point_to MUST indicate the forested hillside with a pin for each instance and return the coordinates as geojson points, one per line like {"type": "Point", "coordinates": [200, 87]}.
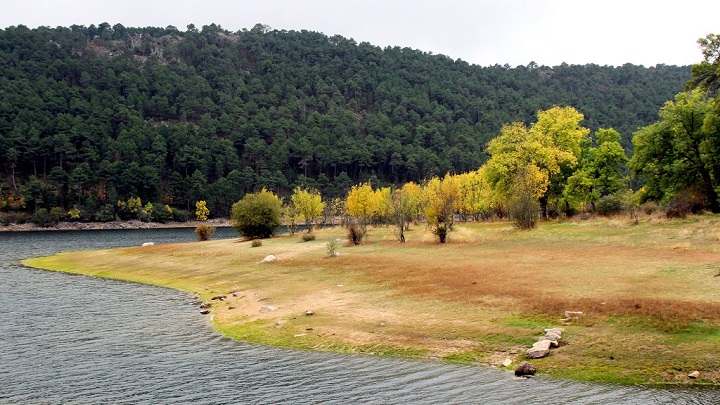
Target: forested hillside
{"type": "Point", "coordinates": [93, 115]}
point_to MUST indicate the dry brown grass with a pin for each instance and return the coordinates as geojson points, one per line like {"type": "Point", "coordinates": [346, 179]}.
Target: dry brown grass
{"type": "Point", "coordinates": [482, 297]}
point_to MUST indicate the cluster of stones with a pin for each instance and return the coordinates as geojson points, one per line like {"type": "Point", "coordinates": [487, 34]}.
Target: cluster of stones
{"type": "Point", "coordinates": [541, 348]}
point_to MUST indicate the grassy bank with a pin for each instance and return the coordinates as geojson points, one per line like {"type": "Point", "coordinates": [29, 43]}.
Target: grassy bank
{"type": "Point", "coordinates": [649, 294]}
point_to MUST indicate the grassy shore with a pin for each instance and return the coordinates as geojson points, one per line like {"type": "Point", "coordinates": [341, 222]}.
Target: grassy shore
{"type": "Point", "coordinates": [649, 293]}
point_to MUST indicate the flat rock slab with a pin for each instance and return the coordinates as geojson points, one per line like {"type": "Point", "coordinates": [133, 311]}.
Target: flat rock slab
{"type": "Point", "coordinates": [269, 259]}
{"type": "Point", "coordinates": [539, 350]}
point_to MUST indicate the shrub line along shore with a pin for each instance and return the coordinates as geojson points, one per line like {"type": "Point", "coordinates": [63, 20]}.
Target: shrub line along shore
{"type": "Point", "coordinates": [647, 291]}
{"type": "Point", "coordinates": [112, 225]}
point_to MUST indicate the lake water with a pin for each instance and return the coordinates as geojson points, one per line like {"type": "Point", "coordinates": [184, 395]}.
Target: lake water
{"type": "Point", "coordinates": [67, 339]}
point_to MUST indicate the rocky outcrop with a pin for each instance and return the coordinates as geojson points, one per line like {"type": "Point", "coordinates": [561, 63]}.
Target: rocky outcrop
{"type": "Point", "coordinates": [541, 348]}
{"type": "Point", "coordinates": [269, 259]}
{"type": "Point", "coordinates": [525, 369]}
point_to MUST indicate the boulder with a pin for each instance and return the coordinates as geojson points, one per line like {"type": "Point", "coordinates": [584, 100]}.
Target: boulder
{"type": "Point", "coordinates": [539, 350]}
{"type": "Point", "coordinates": [572, 314]}
{"type": "Point", "coordinates": [551, 336]}
{"type": "Point", "coordinates": [525, 369]}
{"type": "Point", "coordinates": [269, 259]}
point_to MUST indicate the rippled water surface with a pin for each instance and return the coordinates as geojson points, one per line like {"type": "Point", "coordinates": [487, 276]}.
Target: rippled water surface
{"type": "Point", "coordinates": [79, 340]}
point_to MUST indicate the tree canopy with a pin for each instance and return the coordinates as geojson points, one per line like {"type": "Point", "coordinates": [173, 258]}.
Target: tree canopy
{"type": "Point", "coordinates": [100, 114]}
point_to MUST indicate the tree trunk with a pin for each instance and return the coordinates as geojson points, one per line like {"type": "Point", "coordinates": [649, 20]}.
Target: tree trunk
{"type": "Point", "coordinates": [543, 208]}
{"type": "Point", "coordinates": [710, 191]}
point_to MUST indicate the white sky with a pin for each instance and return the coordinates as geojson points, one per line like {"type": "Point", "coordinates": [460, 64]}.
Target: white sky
{"type": "Point", "coordinates": [484, 32]}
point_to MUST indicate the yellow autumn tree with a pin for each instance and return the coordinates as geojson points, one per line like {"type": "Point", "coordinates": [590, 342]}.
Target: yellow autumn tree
{"type": "Point", "coordinates": [405, 206]}
{"type": "Point", "coordinates": [361, 204]}
{"type": "Point", "coordinates": [309, 205]}
{"type": "Point", "coordinates": [201, 210]}
{"type": "Point", "coordinates": [441, 197]}
{"type": "Point", "coordinates": [470, 198]}
{"type": "Point", "coordinates": [383, 198]}
{"type": "Point", "coordinates": [549, 150]}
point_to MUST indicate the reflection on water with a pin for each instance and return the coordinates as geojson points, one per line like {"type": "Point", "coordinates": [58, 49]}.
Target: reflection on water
{"type": "Point", "coordinates": [80, 340]}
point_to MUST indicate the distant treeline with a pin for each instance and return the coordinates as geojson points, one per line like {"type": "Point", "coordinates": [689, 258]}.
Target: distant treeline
{"type": "Point", "coordinates": [93, 115]}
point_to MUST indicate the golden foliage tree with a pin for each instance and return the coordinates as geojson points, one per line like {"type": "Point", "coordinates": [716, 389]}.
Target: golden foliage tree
{"type": "Point", "coordinates": [201, 211]}
{"type": "Point", "coordinates": [361, 205]}
{"type": "Point", "coordinates": [309, 205]}
{"type": "Point", "coordinates": [550, 148]}
{"type": "Point", "coordinates": [441, 199]}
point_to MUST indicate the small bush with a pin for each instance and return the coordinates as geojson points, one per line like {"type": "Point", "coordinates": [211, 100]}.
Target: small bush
{"type": "Point", "coordinates": [356, 233]}
{"type": "Point", "coordinates": [57, 214]}
{"type": "Point", "coordinates": [106, 213]}
{"type": "Point", "coordinates": [522, 206]}
{"type": "Point", "coordinates": [610, 205]}
{"type": "Point", "coordinates": [42, 218]}
{"type": "Point", "coordinates": [160, 214]}
{"type": "Point", "coordinates": [649, 208]}
{"type": "Point", "coordinates": [684, 203]}
{"type": "Point", "coordinates": [181, 215]}
{"type": "Point", "coordinates": [257, 215]}
{"type": "Point", "coordinates": [203, 232]}
{"type": "Point", "coordinates": [332, 247]}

Task brief |
Write out the whole listing exactly, and drop the pictures.

Response to the exercise |
point_to MUST indicate the forested hillside with a pin for each instance and return the coordinates as geojson points, one per line like {"type": "Point", "coordinates": [200, 87]}.
Target: forested hillside
{"type": "Point", "coordinates": [93, 115]}
point_to MUST indicate the dry brown grass with a pin for each instance and return the coordinates as geojson points, one per line like {"type": "Point", "coordinates": [346, 179]}.
Target: dry brown grass
{"type": "Point", "coordinates": [482, 297]}
point_to MUST indicate the cluster of stones with a pin for each instance and return the coordinates as geojson points, one per line like {"type": "Point", "coordinates": [487, 34]}.
Target: cluster of stones
{"type": "Point", "coordinates": [541, 348]}
point_to MUST indicate the grassy bank with a pin for each instance and return the coordinates as geojson points, one per line like {"type": "Point", "coordinates": [29, 43]}.
Target: grassy bank
{"type": "Point", "coordinates": [649, 294]}
point_to MUST indicate the grassy shore with a pin for each instance and return the coordinates as geojson points, one per line like {"type": "Point", "coordinates": [341, 222]}.
Target: grassy shore
{"type": "Point", "coordinates": [649, 293]}
point_to MUST indicate the flat rock slab with a pin for each instance and return the coordinates as geojson points, one per line like {"type": "Point", "coordinates": [133, 311]}.
Target: flat rock slab
{"type": "Point", "coordinates": [269, 259]}
{"type": "Point", "coordinates": [539, 350]}
point_to MUST indicate the shrub line along shore with a pin for each instance and return the coordinates as geojson points, one per line like {"type": "Point", "coordinates": [63, 20]}.
Target: shrub line along shore
{"type": "Point", "coordinates": [647, 291]}
{"type": "Point", "coordinates": [112, 225]}
point_to MUST indicate the lake water with a pin for each instance and return the coordinates as geojson points, one per line like {"type": "Point", "coordinates": [184, 395]}.
Target: lake water
{"type": "Point", "coordinates": [67, 339]}
point_to MUST indicate the rocky outcrop with a pin for each instance and return the coordinates as geojson points, one per line like {"type": "Point", "coordinates": [561, 63]}.
Target: rocky outcrop
{"type": "Point", "coordinates": [541, 348]}
{"type": "Point", "coordinates": [269, 259]}
{"type": "Point", "coordinates": [525, 369]}
point_to MUST indicate the boulder with a pin for each instance and return the coordinates as geojson points, one per line like {"type": "Point", "coordinates": [584, 100]}.
Target: boulder
{"type": "Point", "coordinates": [539, 350]}
{"type": "Point", "coordinates": [572, 314]}
{"type": "Point", "coordinates": [551, 336]}
{"type": "Point", "coordinates": [525, 369]}
{"type": "Point", "coordinates": [269, 259]}
point_to MUST indicate the rippled water surface with a pin for each instance and return the coordinates as geojson points, one per line like {"type": "Point", "coordinates": [487, 276]}.
Target: rippled water surface
{"type": "Point", "coordinates": [79, 340]}
point_to MUST indicate the tree canopy with a pin for each instance and return the coordinates as geojson points, one per line like {"type": "Point", "coordinates": [173, 258]}.
Target: tree canopy
{"type": "Point", "coordinates": [100, 114]}
point_to MUST indicate the tree trunk with a pin for each instance and return the coordinates as geojson points, one per line like {"type": "Point", "coordinates": [649, 20]}.
Target: tree trunk
{"type": "Point", "coordinates": [543, 208]}
{"type": "Point", "coordinates": [710, 191]}
point_to MUST indicate the white sky with a pin for each instance and return the coordinates as geojson points, one per line like {"type": "Point", "coordinates": [460, 64]}.
Target: white sky
{"type": "Point", "coordinates": [484, 32]}
point_to MUST indicate the yellow autumn tree with a pin for each instance and return the coordinates as geojson points, one per line like {"type": "Point", "coordinates": [590, 342]}.
Target: yellow autumn tree
{"type": "Point", "coordinates": [405, 206]}
{"type": "Point", "coordinates": [361, 204]}
{"type": "Point", "coordinates": [309, 205]}
{"type": "Point", "coordinates": [201, 210]}
{"type": "Point", "coordinates": [441, 197]}
{"type": "Point", "coordinates": [470, 198]}
{"type": "Point", "coordinates": [383, 198]}
{"type": "Point", "coordinates": [549, 150]}
point_to MUST indicate the reflection on water with a pin for each instance and return the coordinates as geojson points, one per line like {"type": "Point", "coordinates": [58, 49]}.
Target: reflection on water
{"type": "Point", "coordinates": [80, 340]}
point_to MUST indicate the distant treeline with a pin for each instance and return the coordinates as geojson points, one per line like {"type": "Point", "coordinates": [689, 258]}.
Target: distant treeline
{"type": "Point", "coordinates": [93, 115]}
point_to MUST indicate the golden foliage tree with a pin for each instance and return the coordinates as geojson points, one per line like {"type": "Point", "coordinates": [716, 389]}.
Target: golden foliage tree
{"type": "Point", "coordinates": [201, 211]}
{"type": "Point", "coordinates": [361, 205]}
{"type": "Point", "coordinates": [309, 205]}
{"type": "Point", "coordinates": [550, 148]}
{"type": "Point", "coordinates": [441, 199]}
point_to MUST indicate the small bush with a pin for each instance and return the coordinates as geojson points, one per line like {"type": "Point", "coordinates": [211, 100]}.
Target: small bush
{"type": "Point", "coordinates": [356, 233]}
{"type": "Point", "coordinates": [57, 214]}
{"type": "Point", "coordinates": [106, 213]}
{"type": "Point", "coordinates": [522, 206]}
{"type": "Point", "coordinates": [610, 205]}
{"type": "Point", "coordinates": [42, 218]}
{"type": "Point", "coordinates": [160, 214]}
{"type": "Point", "coordinates": [649, 208]}
{"type": "Point", "coordinates": [684, 203]}
{"type": "Point", "coordinates": [181, 215]}
{"type": "Point", "coordinates": [257, 215]}
{"type": "Point", "coordinates": [203, 232]}
{"type": "Point", "coordinates": [332, 247]}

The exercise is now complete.